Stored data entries
______________________________

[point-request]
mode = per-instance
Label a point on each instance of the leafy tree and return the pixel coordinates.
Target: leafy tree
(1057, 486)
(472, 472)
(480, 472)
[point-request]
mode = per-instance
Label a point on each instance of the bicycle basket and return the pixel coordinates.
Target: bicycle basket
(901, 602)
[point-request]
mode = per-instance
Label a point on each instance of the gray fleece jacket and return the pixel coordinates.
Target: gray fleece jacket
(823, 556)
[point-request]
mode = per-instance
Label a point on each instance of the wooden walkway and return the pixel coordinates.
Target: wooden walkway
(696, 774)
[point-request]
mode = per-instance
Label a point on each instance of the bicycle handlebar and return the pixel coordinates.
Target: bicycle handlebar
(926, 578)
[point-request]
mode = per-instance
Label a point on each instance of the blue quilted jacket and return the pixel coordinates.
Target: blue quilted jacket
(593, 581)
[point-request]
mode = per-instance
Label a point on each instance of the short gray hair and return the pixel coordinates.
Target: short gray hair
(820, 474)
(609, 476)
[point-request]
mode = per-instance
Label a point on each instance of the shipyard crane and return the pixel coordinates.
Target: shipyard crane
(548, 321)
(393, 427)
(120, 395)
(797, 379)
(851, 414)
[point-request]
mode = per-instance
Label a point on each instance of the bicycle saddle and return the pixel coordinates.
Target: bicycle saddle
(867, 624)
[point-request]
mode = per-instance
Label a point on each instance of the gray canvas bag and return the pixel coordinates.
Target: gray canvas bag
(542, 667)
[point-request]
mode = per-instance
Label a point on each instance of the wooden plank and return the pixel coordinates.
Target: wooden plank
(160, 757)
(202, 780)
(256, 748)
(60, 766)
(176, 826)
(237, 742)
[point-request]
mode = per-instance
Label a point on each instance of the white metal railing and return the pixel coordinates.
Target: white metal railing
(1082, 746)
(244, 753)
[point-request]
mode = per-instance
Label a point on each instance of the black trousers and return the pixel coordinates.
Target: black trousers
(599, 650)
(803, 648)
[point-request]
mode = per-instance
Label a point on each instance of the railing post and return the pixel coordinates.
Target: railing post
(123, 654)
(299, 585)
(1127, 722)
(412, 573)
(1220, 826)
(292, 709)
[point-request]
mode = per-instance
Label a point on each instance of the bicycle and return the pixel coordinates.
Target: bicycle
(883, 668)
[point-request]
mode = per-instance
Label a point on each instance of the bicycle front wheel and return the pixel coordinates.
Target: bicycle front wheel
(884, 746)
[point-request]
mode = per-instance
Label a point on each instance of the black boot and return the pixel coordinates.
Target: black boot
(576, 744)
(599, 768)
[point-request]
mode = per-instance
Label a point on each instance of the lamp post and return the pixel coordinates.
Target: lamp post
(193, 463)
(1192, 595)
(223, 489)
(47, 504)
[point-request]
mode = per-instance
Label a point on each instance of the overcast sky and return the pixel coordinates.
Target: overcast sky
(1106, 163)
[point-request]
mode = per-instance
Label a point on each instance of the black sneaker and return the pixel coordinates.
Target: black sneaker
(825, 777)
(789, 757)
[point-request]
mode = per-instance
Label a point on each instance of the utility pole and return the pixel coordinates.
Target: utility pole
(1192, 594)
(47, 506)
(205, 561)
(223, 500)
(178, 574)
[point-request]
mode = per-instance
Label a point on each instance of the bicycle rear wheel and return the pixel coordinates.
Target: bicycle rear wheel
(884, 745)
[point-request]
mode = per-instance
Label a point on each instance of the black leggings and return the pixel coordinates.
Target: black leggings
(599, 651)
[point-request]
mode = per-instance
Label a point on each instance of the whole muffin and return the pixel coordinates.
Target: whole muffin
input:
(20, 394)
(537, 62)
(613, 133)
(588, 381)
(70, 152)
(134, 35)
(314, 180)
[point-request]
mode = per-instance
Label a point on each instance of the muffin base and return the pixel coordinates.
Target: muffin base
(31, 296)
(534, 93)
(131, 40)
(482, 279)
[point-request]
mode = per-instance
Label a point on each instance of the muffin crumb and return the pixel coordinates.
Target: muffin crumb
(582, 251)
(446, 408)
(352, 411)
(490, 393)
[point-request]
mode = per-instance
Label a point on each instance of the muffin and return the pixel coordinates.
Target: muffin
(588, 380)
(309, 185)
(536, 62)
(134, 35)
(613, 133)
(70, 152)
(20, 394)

______________________________

The records above need to be retyped exactly.

[point-request]
mode = per-instance
Label a point on each instance of the leafy tree and return the pixel coordinates.
Target: leafy tree
(1057, 486)
(472, 472)
(480, 472)
[point-request]
mode = per-instance
Label a point on each instance of the bicycle basket and return the pixel coordinates.
Target: bicycle basket
(901, 602)
[point-request]
mode = per-instance
Label a point on each instance of the gray fleece jacket and return the pixel coordinates.
Target: gray fleece jacket
(823, 556)
[point-request]
mode = per-instance
Label a point on each instance of the wooden walkway and return the pixel coordinates.
Target: wooden walkway
(696, 774)
[point-request]
mode = per-instance
Label a point on each instance of the bicycle handlebar and return the pixel coordinates.
Target: bicycle handlebar
(926, 578)
[point-request]
mode = per-instance
Label a point on each instance of the blue quilted jacket and return the pixel coordinates.
Target: blue quilted jacket
(593, 581)
[point-request]
mode = per-instance
Label a point on each instance of the short gray hair and return the pixel coordinates.
Target: short gray hair
(820, 474)
(609, 476)
[point-request]
mode = per-instance
Label a point on each instance of the shipyard crane and return the pixel coordinates.
Target: shipyard crane
(548, 321)
(393, 427)
(120, 395)
(797, 379)
(851, 414)
[point-request]
mode = per-instance
Label a point on each instance of the bicycle saddle and return the pixel coordinates.
Target: bicycle saddle
(867, 624)
[point-request]
mode = per-instance
Label a point on each instance of the gray canvas bag and return the pixel coordinates.
Target: gray canvas bag
(542, 667)
[point-request]
mode = per-instance
Label a point on each instance of the wooden plank and return the pixel coordinates.
Target: wooden plank
(160, 757)
(202, 780)
(256, 748)
(60, 766)
(176, 826)
(237, 742)
[point-request]
mode = per-instance
Label a point on each instance of the white metal railing and return the pixel coordinates.
Target: white metal railing
(1082, 746)
(244, 753)
[point-request]
mode = per-instance
Label a point on each instance of the black trousers and return the pixel coordinates.
Target: black trousers
(599, 650)
(803, 648)
[point-request]
mode = per-instance
Label a point on each instance of the railing post and return the pixel coordinates.
Target: railing post
(123, 654)
(299, 585)
(1127, 722)
(412, 573)
(1220, 826)
(292, 709)
[point-request]
mode = per-instance
Label a point on each instance of the bicycle and return the pixel coordinates.
Target: bicycle
(883, 668)
[point-request]
mode = per-instance
Label a point on each instance of the bicycle front wheel and return the pixel coordinates.
Target: bicycle front wheel
(884, 746)
[point-request]
mode = per-instance
Label a point on each instance of the black boot and return the pixel coordinates.
Target: black boot
(576, 744)
(599, 768)
[point-request]
mode = per-instance
Label a point on each instance of the lamp post and return the pixel coordinates.
Target: lamp post
(193, 463)
(1192, 595)
(223, 489)
(47, 504)
[point-request]
mode = per-instance
Label a point on each instance of the overcast sky and return the pixel coordinates.
Target: overcast sky
(1106, 163)
[point-request]
mode = per-instance
Label a point on each instance of the black sneaker and return the pixel coordinates.
Target: black sneaker
(825, 777)
(789, 757)
[point-request]
mode = per-instance
Label a point on each instance of the utility pole and return the pixel coordinates.
Target: utility pole
(1192, 594)
(47, 506)
(205, 561)
(223, 500)
(178, 574)
[point-request]
mode = per-instance
Label a point on each instance of the bicycle rear wheel and return the pixel coordinates.
Target: bicycle rear wheel
(884, 745)
[point-request]
mode = per-instance
Label a point on each instance of the black leggings and return the pixel coordinates.
Target: black leggings
(599, 651)
[point-request]
mode = per-instance
Label a point on each instance of the whole muffin and return the pixel coordinates.
Target: whole muffin
input:
(20, 394)
(537, 62)
(613, 133)
(588, 381)
(70, 152)
(134, 35)
(314, 180)
[point-request]
mode = per-instance
Label a point on each instance of the muffin base and return the pixel coordinates.
Target: muffin base
(31, 296)
(534, 93)
(131, 40)
(482, 279)
[point-request]
mode = per-instance
Label a point on each instance of the muffin crumb and return the pixel coordinates.
Target: muffin crumb
(582, 251)
(446, 408)
(352, 411)
(490, 393)
[point-request]
mode = per-instance
Label a point on each instance of the muffin and return the pixel coordinates.
Target: muffin
(588, 380)
(309, 185)
(536, 62)
(134, 35)
(613, 133)
(70, 152)
(20, 394)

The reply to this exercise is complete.